| Required work |
Take the line containing "Guideline: put one point on each instance of the girl's hand" and every line after it in the data below, and print them exactly as given, with nothing else.

| Data for the task |
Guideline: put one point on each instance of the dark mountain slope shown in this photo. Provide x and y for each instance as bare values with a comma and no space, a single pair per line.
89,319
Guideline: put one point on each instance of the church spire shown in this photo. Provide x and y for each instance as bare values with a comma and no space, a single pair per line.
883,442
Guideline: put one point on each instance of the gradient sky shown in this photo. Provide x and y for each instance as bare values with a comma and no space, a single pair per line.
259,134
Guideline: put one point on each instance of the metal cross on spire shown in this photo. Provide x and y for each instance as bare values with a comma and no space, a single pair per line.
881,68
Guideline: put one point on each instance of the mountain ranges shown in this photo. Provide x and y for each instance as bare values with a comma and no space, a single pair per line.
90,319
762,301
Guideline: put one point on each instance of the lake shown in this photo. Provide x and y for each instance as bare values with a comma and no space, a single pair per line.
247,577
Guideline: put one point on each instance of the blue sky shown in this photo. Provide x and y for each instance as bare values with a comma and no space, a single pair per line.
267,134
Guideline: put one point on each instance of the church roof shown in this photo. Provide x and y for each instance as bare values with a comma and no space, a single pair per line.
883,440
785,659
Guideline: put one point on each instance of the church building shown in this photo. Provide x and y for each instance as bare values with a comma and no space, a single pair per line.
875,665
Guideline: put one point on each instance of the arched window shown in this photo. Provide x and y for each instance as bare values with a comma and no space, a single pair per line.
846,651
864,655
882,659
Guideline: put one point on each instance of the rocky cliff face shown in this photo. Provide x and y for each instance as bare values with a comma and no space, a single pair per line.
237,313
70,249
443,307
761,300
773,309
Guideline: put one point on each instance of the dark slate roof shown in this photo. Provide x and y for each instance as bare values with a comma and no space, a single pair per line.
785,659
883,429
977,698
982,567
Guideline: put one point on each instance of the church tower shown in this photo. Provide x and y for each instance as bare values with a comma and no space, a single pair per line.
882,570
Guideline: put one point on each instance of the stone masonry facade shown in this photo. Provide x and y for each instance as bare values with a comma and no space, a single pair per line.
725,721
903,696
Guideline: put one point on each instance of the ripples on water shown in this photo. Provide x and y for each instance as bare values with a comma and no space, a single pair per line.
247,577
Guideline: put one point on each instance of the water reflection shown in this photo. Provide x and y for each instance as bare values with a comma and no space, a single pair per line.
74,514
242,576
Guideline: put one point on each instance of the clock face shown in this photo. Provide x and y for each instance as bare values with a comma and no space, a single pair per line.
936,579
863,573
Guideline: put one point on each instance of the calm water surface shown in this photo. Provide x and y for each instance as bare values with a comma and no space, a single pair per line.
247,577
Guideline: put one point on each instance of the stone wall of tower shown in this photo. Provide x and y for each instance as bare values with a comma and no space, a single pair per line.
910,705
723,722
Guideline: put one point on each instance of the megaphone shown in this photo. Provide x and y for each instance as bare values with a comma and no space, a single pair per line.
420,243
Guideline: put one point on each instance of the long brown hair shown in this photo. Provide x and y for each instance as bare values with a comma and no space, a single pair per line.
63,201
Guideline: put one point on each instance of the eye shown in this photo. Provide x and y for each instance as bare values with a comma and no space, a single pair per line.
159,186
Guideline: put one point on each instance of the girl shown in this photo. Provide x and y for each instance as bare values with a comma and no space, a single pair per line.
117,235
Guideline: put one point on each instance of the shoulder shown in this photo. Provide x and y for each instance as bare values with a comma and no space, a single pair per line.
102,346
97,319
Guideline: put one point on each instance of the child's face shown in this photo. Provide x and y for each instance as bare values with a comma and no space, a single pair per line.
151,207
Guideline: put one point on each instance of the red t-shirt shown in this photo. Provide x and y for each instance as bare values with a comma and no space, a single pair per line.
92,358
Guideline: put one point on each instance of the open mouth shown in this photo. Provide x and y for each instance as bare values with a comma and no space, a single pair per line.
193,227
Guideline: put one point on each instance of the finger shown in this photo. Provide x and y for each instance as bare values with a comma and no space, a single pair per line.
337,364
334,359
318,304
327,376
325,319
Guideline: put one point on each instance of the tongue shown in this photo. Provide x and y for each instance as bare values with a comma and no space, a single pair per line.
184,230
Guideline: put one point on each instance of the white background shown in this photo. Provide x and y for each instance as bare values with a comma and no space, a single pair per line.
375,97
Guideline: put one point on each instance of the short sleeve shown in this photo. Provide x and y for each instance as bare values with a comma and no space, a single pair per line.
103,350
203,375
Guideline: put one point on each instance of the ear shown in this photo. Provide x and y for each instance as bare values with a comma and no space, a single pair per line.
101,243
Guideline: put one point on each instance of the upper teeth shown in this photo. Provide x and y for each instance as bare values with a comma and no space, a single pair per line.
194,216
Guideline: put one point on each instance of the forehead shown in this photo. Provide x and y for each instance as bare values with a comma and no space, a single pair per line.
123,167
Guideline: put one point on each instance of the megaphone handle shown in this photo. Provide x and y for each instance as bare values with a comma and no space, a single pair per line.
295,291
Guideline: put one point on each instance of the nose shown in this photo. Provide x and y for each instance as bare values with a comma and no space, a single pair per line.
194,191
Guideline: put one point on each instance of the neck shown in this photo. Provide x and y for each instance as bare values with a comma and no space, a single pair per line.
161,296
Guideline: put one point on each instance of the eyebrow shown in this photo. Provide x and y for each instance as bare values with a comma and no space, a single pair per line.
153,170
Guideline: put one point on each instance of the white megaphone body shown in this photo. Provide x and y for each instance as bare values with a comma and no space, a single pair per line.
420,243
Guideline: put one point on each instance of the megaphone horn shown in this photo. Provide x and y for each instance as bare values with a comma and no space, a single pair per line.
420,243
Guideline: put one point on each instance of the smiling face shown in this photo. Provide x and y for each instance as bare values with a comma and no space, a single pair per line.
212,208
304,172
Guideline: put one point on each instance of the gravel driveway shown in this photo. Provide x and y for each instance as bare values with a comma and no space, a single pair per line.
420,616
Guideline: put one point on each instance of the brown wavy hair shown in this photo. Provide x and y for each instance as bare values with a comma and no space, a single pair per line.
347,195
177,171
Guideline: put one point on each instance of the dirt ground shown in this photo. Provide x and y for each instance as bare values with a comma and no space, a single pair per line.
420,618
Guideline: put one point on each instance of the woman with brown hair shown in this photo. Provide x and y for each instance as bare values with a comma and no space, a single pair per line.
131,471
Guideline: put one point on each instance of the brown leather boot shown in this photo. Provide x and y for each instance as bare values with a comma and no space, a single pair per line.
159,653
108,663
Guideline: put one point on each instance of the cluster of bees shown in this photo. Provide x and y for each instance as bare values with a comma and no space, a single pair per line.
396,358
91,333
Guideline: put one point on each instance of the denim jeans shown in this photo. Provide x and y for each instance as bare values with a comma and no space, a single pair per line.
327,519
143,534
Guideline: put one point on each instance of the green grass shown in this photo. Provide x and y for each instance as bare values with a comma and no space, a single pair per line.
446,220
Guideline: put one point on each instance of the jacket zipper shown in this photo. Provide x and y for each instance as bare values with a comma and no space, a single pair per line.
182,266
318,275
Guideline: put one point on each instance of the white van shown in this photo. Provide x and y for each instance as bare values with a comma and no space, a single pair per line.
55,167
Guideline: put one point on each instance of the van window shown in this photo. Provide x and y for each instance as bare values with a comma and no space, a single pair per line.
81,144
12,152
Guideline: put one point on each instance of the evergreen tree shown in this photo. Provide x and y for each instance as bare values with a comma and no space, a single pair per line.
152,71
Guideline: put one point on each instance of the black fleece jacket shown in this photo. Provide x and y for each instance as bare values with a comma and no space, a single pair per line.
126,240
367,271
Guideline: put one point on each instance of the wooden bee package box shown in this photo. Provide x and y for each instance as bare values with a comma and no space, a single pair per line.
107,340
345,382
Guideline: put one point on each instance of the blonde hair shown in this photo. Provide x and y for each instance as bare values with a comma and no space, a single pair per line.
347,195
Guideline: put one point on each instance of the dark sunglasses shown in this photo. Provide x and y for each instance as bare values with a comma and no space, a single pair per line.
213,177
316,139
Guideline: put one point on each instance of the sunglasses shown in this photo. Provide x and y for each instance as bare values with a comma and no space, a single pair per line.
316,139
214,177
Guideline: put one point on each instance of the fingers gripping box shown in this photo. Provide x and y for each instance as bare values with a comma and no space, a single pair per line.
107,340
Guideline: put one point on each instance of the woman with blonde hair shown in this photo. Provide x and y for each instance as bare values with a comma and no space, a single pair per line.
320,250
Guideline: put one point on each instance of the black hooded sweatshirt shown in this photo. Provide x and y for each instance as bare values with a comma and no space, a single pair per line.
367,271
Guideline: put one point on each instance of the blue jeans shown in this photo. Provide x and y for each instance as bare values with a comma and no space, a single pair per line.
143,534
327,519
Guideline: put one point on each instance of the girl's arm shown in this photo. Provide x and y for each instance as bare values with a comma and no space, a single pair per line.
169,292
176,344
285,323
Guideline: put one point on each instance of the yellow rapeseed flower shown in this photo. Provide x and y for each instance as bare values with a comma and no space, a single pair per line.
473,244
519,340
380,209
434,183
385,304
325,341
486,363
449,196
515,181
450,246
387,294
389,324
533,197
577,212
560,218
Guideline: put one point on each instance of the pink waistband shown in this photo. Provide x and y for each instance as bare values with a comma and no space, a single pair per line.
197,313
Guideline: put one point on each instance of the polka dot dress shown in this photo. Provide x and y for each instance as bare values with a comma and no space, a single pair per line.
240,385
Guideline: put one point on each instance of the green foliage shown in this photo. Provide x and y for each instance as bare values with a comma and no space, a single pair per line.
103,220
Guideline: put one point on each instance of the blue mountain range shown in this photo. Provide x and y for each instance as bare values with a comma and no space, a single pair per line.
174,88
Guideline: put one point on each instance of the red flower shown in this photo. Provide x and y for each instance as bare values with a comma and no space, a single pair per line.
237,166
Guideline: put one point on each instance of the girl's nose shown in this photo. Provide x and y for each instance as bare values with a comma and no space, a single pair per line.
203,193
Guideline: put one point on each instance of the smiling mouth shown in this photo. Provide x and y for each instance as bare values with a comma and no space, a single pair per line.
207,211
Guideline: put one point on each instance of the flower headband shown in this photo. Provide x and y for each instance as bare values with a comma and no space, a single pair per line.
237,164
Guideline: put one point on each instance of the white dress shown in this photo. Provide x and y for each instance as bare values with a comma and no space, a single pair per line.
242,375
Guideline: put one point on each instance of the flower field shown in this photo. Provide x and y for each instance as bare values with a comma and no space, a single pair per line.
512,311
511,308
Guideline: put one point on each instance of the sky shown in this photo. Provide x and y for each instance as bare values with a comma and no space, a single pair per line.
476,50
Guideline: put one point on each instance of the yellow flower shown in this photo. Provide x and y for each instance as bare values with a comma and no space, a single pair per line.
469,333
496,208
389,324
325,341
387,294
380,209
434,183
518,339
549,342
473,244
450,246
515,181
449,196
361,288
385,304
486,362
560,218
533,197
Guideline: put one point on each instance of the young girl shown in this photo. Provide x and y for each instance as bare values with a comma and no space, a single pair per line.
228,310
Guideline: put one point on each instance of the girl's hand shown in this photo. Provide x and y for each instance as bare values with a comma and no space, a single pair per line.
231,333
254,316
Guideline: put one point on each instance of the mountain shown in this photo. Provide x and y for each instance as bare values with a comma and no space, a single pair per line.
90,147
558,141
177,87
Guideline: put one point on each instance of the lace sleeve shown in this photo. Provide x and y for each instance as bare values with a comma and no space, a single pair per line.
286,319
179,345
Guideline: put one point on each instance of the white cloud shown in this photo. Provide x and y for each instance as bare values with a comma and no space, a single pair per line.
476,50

| Answer below |
Guideline: put one point on each instance of the girl's hand shown in this photo. Provide x and y for each instance as bare values with a comma and no space, a single pair per line.
231,333
254,316
Guideline: put one point on each instance of the mountain shown in this photo. Provide x and y for each instance as bare values with a comma and no space, a single pair per line.
90,147
558,141
177,87
Guideline: put one point on each instance of the lace sleeve shown in this photo. Provide x and y for each instance as bare values with a comma and no space, a single pair per line.
286,319
179,345
Guideline: put one point on each instance of the white cloud shown in this photo. Provide x and y for each instance as bare values with a comma and no space, a single pair per line.
476,50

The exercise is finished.